> _Excerpts from point annotation data_
## begin

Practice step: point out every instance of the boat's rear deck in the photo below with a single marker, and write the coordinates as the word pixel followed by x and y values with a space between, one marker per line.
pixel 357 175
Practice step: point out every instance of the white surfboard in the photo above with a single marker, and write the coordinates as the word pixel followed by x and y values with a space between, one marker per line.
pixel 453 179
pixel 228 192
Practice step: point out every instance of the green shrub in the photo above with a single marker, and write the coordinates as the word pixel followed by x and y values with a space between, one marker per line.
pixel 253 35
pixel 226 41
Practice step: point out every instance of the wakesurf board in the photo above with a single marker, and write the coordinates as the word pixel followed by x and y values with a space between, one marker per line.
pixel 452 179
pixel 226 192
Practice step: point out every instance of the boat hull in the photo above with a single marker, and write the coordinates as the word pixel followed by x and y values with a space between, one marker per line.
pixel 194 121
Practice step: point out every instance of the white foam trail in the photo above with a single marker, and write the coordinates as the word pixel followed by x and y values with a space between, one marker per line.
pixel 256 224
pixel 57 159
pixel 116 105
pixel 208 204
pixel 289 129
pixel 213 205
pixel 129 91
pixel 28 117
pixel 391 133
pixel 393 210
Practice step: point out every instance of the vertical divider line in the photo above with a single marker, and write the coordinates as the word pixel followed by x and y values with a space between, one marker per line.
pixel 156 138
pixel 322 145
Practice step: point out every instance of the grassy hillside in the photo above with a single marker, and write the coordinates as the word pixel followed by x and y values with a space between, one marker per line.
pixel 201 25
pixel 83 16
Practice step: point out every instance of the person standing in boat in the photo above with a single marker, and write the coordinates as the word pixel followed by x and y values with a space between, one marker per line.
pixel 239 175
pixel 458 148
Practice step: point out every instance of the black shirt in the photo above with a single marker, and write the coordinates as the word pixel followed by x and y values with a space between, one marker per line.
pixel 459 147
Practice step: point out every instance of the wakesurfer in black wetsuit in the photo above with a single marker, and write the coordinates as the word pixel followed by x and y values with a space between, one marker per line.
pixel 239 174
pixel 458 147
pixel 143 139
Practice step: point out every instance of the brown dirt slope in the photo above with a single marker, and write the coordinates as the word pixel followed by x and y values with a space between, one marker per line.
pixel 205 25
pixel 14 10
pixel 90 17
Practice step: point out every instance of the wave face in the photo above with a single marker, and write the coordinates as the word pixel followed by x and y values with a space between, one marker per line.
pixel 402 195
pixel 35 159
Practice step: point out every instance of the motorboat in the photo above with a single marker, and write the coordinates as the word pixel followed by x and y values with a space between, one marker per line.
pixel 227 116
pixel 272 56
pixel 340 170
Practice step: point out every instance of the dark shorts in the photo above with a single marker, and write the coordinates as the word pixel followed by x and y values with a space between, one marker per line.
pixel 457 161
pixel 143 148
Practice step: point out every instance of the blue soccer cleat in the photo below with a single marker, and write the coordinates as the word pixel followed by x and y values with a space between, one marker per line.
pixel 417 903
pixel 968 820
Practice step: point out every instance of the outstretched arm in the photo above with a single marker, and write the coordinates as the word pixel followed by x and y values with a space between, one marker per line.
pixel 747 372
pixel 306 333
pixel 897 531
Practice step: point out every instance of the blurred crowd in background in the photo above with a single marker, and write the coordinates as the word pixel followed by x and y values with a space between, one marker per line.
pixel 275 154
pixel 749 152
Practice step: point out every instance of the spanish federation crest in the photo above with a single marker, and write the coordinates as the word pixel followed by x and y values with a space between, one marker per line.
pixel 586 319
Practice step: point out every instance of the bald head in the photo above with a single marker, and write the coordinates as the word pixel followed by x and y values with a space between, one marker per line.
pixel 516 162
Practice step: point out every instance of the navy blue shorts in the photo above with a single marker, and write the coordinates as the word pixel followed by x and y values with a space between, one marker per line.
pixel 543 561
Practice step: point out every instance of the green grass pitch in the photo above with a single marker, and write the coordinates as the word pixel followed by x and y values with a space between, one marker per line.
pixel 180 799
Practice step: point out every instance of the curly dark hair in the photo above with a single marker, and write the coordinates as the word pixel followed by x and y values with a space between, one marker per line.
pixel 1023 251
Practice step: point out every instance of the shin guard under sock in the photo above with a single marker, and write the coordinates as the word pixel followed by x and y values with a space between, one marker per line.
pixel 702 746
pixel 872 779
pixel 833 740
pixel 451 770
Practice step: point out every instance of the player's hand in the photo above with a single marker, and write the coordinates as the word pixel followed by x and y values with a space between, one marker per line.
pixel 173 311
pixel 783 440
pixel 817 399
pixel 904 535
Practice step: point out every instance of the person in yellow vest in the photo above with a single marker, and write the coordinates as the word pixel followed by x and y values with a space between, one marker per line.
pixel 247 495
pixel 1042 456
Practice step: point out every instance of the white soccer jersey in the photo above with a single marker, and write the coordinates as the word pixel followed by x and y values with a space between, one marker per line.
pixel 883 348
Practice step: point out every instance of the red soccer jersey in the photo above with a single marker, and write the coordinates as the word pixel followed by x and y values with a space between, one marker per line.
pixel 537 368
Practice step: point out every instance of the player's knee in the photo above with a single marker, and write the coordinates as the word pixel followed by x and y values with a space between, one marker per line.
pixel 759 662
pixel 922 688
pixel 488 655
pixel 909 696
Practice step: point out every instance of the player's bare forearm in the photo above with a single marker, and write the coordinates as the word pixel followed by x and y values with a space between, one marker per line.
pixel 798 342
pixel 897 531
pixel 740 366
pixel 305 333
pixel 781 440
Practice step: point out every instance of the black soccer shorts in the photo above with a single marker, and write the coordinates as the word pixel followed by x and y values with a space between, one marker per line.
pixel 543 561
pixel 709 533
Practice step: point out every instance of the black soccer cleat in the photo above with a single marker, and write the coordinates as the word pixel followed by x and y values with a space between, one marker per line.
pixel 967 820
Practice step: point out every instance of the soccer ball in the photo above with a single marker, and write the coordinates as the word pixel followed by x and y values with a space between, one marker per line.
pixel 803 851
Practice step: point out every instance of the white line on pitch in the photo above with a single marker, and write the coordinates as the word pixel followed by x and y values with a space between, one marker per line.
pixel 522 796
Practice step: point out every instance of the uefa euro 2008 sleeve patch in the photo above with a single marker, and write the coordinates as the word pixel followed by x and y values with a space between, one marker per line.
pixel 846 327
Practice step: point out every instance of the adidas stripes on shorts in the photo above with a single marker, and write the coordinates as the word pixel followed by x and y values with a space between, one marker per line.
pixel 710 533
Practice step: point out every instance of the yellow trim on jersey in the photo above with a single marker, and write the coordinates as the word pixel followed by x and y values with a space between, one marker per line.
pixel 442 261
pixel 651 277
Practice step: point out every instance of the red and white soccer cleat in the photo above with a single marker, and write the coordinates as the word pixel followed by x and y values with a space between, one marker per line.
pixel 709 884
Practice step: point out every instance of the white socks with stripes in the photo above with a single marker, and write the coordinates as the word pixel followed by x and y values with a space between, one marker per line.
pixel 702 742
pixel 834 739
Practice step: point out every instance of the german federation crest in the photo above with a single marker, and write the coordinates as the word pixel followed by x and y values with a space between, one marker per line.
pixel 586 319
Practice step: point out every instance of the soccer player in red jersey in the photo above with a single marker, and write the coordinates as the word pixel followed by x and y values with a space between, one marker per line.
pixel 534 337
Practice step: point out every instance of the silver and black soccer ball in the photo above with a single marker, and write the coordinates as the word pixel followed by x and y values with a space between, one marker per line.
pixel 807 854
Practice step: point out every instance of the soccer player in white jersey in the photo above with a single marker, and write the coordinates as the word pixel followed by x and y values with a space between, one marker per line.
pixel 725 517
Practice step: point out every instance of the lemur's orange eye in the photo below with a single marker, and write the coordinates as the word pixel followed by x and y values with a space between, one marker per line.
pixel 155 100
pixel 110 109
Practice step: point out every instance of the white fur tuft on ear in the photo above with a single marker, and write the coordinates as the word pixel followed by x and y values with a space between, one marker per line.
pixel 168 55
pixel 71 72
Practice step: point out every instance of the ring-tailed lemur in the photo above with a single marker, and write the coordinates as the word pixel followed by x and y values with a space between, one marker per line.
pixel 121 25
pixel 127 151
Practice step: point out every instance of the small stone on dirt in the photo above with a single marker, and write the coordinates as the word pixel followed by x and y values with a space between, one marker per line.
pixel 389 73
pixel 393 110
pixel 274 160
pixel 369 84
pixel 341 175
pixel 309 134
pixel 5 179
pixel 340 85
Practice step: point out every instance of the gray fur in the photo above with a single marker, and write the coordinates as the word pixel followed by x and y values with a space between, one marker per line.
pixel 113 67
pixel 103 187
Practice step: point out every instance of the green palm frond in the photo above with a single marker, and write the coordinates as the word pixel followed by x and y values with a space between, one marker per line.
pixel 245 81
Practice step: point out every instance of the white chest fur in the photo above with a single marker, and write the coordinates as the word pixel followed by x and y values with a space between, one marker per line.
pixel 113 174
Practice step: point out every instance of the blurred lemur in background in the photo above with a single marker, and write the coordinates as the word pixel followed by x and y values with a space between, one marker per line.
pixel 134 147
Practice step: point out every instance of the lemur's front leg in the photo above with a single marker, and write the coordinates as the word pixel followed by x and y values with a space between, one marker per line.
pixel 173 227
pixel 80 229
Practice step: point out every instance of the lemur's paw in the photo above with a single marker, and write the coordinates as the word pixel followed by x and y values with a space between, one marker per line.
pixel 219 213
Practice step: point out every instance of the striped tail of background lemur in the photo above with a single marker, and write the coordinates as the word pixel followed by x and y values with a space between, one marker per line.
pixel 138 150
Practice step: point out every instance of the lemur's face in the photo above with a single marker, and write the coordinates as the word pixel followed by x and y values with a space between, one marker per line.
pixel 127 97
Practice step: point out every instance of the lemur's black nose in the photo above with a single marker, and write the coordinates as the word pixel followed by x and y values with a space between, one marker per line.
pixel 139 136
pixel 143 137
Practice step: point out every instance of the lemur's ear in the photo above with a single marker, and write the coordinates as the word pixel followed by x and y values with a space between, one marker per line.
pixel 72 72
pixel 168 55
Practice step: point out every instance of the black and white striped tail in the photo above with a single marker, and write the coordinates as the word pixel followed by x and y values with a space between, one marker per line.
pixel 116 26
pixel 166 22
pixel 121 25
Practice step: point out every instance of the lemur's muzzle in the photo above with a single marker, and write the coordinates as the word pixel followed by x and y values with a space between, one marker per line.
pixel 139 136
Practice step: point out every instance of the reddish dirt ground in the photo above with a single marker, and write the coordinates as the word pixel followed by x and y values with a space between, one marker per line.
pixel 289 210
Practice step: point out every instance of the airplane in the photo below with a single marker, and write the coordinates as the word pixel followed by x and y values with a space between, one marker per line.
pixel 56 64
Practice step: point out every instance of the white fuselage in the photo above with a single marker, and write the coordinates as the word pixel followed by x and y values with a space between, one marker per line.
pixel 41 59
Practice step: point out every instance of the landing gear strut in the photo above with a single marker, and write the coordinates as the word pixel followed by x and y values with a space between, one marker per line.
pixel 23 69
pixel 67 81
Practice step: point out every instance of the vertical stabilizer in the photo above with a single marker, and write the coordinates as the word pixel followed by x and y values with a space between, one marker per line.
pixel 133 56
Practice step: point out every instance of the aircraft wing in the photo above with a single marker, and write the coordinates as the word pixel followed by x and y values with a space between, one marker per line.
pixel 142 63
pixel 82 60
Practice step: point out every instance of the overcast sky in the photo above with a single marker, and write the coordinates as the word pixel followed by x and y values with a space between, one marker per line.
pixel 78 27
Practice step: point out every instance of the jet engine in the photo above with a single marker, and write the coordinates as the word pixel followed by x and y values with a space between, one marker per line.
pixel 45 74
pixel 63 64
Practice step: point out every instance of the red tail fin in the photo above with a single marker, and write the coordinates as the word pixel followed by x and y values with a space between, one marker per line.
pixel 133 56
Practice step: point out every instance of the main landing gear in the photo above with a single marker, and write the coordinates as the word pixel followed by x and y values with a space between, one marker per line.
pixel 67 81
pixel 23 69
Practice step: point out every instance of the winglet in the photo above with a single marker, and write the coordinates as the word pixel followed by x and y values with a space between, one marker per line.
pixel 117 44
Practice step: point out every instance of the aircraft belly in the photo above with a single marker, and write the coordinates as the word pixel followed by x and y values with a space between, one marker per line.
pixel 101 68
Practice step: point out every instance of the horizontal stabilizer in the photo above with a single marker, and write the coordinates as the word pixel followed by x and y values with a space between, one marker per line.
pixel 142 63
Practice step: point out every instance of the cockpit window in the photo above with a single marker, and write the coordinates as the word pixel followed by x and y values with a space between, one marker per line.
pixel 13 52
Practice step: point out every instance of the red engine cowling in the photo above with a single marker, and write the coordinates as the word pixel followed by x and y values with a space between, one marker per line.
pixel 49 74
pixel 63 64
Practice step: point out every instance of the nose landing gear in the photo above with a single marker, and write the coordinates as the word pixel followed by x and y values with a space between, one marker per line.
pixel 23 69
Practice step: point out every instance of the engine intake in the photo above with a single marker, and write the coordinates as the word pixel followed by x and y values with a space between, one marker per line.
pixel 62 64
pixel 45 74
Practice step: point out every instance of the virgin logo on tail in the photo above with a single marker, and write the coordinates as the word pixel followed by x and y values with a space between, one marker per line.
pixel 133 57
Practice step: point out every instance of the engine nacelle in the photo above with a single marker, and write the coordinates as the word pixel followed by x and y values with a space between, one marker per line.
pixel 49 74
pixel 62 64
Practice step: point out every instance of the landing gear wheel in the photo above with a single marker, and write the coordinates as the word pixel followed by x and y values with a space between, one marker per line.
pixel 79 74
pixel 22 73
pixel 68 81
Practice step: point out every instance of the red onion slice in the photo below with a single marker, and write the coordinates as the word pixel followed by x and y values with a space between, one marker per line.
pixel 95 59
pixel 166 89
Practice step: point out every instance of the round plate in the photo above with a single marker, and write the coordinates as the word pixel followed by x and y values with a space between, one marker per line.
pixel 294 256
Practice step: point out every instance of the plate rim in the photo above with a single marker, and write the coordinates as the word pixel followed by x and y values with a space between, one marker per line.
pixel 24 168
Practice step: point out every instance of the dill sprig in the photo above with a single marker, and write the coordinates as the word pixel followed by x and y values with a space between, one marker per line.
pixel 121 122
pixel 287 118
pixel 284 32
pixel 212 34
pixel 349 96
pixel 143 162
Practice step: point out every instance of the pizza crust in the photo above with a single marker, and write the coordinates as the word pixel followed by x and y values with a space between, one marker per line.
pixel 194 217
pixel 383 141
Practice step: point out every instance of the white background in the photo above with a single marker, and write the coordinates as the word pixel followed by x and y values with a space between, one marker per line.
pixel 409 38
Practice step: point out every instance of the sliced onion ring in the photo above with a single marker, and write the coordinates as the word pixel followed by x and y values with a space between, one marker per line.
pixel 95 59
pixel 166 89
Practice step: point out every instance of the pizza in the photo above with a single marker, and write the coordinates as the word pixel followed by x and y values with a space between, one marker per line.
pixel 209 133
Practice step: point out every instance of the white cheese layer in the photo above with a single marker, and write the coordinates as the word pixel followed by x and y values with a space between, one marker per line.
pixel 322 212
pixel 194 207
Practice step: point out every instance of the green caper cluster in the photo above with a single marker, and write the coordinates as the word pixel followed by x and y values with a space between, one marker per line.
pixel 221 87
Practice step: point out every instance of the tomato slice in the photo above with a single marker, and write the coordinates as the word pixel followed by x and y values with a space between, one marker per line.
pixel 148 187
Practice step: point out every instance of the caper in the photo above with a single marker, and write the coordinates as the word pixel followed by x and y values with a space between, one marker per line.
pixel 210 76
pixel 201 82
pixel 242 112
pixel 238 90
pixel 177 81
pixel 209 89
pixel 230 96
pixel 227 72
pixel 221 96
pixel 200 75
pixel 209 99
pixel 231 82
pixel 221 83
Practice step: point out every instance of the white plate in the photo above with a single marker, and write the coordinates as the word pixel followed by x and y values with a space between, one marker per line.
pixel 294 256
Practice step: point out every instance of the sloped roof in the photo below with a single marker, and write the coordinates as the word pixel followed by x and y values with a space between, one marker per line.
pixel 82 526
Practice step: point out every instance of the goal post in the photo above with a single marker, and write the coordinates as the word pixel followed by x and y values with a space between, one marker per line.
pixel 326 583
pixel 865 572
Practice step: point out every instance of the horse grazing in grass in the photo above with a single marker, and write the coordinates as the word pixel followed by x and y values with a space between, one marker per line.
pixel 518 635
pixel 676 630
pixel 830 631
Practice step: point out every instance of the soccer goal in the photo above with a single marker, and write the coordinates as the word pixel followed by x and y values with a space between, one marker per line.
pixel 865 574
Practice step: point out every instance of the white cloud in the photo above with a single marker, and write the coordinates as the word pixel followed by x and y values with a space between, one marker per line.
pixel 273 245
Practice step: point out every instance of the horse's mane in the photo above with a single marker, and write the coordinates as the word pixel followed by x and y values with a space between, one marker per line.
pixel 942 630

## end

> _WHAT YOU NEED TO DO_
Please copy out the lines of the records above exactly, from the line containing "Practice step: point out every instance of the white cheese" up to and including the line containing "pixel 194 207".

> _EXERCISE RESULT_
Practice step: point out every instance of the white cheese layer in the photo above with a single marker, and write the coordinates as the word pixel followed by x and y values with a space between, one marker per line.
pixel 322 212
pixel 194 207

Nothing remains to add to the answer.